GERECHTSHOF DEN HAAG
Afdeling civiel recht
zaaknummer : 200.280.183/01
rekestnummer rechtbank : FA RK 19-4381
zaaknummer rechtbank : C/09/575146
beschikking van de meervoudige kamer van 16 maart 2022
inzake
[appellanten]
,
wonende te [woonplaats] , Schotland,
verzoekers in hoger beroep,
hierna te noemen: de grootouders,
advocaat mr. J.F.M. van Weegberg te Den Haag
tegen
[geïntimeerde] ,
wonende te [woonplaats] ,
verweerster in hoger beroep,
hierna te noemen: de moeder,
advocaat mr. T. Kahya-Ekinci te Den Haag.
In zijn adviserende en/of toetsende taak is in de procedure gekend:
de raad voor de kinderbescherming Haaglanden,
hierna te noemen: de raad.

1.Verder procesverloop in hoger beroep

1.1
Het hof verwijst voor het verloop van het geding naar zijn (tussen)beschikking van 7 april 2021, waarvan de inhoud als hier herhaald en ingelast moet worden beschouwd. Bij die beschikking heeft het hof, anders dan de rechtbank, geoordeeld dat er een nauwe band bestaat tussen de grootouders en de minderjarigen. Het hof heeft de raad verzocht onderzoek te doen of omgang met de grootouders in het belang van de minderjarigen is en het hof daaromtrent te adviseren. De verdere behandeling van de zaak is daartoe aangehouden. Het verzoek van de grootouders om een voorlopige contactregeling vast te stellen is afgewezen.
* * * * * * * * *
• _Schriftelijke opdracht a_:
Noteer letterlijk het deel van de beschikking dat begint bij "1.Verder procesverloop in" en eindigt bij "stellen is afgewezen.".
De lijst die hierna volgt staat los van de beschikking.
* * * * * * * * *
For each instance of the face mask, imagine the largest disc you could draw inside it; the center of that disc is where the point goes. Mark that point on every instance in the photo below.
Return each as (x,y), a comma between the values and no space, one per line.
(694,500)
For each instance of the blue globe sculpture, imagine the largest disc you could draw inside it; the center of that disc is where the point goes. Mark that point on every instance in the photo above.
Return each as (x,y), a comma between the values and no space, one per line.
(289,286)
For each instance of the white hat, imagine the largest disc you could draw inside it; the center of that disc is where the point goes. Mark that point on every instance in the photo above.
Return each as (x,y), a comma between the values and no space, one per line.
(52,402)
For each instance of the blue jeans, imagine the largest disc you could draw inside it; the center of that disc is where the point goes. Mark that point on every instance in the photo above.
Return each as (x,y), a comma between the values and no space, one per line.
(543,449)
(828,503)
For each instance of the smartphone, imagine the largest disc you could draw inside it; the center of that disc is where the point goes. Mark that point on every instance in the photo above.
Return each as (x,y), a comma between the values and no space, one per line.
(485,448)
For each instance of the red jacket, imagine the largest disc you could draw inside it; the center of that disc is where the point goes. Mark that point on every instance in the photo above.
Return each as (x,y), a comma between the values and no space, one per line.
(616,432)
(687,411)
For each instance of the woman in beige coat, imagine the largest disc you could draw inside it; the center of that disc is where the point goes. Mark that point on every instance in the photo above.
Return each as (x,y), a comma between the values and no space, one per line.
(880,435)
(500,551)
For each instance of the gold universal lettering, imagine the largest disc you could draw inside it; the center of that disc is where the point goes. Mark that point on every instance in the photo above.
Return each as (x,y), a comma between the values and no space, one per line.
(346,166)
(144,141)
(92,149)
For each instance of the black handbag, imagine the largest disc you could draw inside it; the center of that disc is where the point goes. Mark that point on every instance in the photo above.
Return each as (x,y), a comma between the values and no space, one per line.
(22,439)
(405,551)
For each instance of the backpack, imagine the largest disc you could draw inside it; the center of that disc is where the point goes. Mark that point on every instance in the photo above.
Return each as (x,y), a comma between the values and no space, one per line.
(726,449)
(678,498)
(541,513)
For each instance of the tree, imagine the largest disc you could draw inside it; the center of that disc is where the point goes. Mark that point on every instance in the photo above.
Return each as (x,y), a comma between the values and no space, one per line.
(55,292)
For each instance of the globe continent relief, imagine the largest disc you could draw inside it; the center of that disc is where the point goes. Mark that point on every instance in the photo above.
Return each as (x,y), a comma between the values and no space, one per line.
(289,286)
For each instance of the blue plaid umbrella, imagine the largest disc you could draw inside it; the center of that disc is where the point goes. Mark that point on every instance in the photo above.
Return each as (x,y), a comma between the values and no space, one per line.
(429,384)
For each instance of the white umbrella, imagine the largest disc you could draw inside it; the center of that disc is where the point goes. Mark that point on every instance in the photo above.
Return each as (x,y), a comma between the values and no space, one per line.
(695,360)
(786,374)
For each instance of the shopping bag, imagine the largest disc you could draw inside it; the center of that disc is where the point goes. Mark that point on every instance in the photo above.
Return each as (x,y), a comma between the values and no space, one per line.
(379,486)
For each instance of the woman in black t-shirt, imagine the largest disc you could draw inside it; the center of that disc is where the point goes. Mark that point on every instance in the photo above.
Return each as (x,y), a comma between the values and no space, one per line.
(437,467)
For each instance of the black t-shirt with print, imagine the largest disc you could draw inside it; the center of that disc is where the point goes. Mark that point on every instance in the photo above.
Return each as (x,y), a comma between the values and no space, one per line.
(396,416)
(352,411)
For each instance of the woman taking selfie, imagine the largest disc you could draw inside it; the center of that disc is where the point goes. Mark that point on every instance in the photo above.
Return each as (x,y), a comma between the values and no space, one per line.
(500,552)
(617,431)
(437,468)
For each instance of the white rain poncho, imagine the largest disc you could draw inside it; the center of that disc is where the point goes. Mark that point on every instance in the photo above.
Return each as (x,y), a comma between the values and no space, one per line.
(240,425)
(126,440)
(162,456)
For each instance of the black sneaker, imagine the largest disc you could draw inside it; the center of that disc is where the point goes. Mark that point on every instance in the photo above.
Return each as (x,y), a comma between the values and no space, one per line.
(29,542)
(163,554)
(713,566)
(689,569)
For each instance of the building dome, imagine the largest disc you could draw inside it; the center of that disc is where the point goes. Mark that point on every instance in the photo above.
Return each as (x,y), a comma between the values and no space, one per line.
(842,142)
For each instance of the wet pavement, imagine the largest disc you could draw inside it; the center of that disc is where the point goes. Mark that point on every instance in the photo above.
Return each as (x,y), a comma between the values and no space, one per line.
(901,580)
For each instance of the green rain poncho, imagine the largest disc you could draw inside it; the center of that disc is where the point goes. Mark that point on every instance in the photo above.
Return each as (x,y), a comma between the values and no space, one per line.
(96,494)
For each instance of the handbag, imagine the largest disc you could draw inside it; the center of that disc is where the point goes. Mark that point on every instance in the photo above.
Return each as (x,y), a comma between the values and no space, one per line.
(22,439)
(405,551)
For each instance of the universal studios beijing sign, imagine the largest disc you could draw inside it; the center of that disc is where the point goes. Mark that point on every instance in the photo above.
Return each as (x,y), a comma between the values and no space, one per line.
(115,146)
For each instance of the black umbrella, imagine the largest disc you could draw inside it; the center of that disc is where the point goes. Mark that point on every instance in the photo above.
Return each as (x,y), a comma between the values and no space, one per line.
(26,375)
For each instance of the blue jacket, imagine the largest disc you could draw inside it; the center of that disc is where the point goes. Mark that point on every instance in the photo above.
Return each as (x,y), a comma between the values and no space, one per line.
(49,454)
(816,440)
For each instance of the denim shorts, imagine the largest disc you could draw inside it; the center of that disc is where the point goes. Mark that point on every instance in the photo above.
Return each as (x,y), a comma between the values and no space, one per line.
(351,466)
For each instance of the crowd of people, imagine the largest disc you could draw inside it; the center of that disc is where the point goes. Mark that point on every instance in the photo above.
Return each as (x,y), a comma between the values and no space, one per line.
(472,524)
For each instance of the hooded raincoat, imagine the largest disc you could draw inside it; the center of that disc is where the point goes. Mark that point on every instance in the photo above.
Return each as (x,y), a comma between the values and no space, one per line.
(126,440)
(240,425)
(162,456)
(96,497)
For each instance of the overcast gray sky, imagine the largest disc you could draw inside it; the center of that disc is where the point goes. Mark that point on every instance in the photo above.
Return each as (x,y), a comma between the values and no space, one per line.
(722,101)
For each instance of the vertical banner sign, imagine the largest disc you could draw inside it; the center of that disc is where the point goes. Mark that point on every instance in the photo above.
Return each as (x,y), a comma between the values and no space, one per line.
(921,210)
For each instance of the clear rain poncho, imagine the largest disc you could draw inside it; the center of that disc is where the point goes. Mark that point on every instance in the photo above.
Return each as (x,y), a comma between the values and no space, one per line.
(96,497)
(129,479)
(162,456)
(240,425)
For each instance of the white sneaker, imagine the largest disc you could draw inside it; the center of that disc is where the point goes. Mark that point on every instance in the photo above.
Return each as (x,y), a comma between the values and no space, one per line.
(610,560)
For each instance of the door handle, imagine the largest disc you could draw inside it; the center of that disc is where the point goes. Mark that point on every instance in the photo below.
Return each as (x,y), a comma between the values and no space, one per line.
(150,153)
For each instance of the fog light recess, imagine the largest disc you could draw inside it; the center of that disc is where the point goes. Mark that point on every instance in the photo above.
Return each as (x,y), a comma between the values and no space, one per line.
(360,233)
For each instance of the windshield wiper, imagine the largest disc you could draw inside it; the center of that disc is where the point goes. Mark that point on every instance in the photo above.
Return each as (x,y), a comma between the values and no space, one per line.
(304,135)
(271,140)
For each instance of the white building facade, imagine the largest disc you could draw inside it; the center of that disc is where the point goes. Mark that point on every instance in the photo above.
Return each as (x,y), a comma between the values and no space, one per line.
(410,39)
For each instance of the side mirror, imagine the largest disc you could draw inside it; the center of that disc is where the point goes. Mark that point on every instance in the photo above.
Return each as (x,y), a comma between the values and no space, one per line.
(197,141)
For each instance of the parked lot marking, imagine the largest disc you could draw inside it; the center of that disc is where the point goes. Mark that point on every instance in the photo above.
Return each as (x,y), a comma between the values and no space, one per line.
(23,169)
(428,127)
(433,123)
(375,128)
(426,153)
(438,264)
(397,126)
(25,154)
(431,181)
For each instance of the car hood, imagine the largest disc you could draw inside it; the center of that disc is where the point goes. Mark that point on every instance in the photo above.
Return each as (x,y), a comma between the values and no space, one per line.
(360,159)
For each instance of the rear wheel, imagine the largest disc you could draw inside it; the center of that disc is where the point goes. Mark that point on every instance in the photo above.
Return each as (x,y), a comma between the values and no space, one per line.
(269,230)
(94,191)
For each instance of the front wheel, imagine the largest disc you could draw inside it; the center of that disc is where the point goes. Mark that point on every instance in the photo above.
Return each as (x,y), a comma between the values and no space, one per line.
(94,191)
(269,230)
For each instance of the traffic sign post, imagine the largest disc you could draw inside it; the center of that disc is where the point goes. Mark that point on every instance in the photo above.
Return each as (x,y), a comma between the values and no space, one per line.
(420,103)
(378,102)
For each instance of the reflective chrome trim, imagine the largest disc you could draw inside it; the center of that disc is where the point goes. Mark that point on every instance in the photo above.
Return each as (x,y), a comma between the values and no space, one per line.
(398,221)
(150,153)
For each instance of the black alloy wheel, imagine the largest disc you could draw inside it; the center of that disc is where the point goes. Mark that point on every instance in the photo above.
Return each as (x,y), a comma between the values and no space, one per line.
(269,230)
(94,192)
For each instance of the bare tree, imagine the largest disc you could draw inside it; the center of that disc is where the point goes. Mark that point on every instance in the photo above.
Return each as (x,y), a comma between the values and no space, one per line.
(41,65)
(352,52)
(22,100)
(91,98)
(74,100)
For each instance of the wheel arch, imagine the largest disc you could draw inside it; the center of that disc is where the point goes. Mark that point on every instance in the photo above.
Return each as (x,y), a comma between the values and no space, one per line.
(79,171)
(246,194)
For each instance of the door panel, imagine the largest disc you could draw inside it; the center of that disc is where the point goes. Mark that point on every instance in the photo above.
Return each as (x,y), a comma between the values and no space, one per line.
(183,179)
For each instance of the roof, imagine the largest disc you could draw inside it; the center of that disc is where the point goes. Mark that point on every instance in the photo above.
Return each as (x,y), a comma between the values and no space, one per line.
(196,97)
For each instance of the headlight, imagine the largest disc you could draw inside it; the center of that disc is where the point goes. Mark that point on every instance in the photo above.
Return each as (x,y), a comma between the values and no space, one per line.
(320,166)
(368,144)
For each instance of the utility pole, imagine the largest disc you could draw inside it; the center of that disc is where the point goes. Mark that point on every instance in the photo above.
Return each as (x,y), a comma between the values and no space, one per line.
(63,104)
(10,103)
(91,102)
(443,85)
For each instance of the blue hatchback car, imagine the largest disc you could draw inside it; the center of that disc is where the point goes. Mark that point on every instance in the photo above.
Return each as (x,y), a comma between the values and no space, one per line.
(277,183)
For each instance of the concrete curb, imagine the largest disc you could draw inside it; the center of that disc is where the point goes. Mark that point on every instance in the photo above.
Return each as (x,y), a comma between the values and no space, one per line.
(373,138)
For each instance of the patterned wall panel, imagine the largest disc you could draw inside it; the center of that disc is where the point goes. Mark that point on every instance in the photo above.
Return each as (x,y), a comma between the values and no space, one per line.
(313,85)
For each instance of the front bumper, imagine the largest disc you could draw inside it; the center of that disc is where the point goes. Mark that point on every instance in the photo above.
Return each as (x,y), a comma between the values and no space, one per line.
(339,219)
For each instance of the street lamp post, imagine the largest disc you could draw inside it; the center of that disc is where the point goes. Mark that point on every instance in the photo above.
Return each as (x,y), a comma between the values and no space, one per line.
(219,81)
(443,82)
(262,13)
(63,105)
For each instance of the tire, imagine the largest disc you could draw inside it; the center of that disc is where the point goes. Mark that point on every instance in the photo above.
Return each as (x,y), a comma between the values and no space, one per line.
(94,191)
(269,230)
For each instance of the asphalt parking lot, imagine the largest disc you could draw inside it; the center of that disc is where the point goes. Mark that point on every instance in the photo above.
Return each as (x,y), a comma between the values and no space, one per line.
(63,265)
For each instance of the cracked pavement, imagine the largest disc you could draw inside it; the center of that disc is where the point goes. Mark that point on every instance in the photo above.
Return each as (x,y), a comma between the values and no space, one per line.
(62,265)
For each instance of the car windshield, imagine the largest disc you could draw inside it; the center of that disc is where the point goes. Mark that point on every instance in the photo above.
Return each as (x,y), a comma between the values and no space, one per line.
* * * * * * * * *
• _Schriftelijke opdracht b_:
Verzamel uit de lijst hierboven elke regel waarin de tekenreeks "below" voorkomt. Hoofdletters en kleine letters tellen hierbij als verschillend.

• _Schriftelijk antwoord a_:
1.Verder procesverloop in hoger beroep

1.1
Het hof verwijst voor het verloop van het geding naar zijn (tussen)beschikking van 7 april 2021, waarvan de inhoud als hier herhaald en ingelast moet worden beschouwd. Bij die beschikking heeft het hof, anders dan de rechtbank, geoordeeld dat er een nauwe band bestaat tussen de grootouders en de minderjarigen. Het hof heeft de raad verzocht onderzoek te doen of omgang met de grootouders in het belang van de minderjarigen is en het hof daaromtrent te adviseren. De verdere behandeling van de zaak is daartoe aangehouden. Het verzoek van de grootouders om een voorlopige contactregeling vast te stellen is afgewezen.

• _Schriftelijk antwoord b_:
For each instance of the face mask, imagine the largest disc you could draw inside it; the center of that disc is where the point goes. Mark that point on every instance in the photo below.
For each instance of the door handle, imagine the largest disc you could draw inside it; the center of that disc is where the point goes. Mark that point on every instance in the photo below.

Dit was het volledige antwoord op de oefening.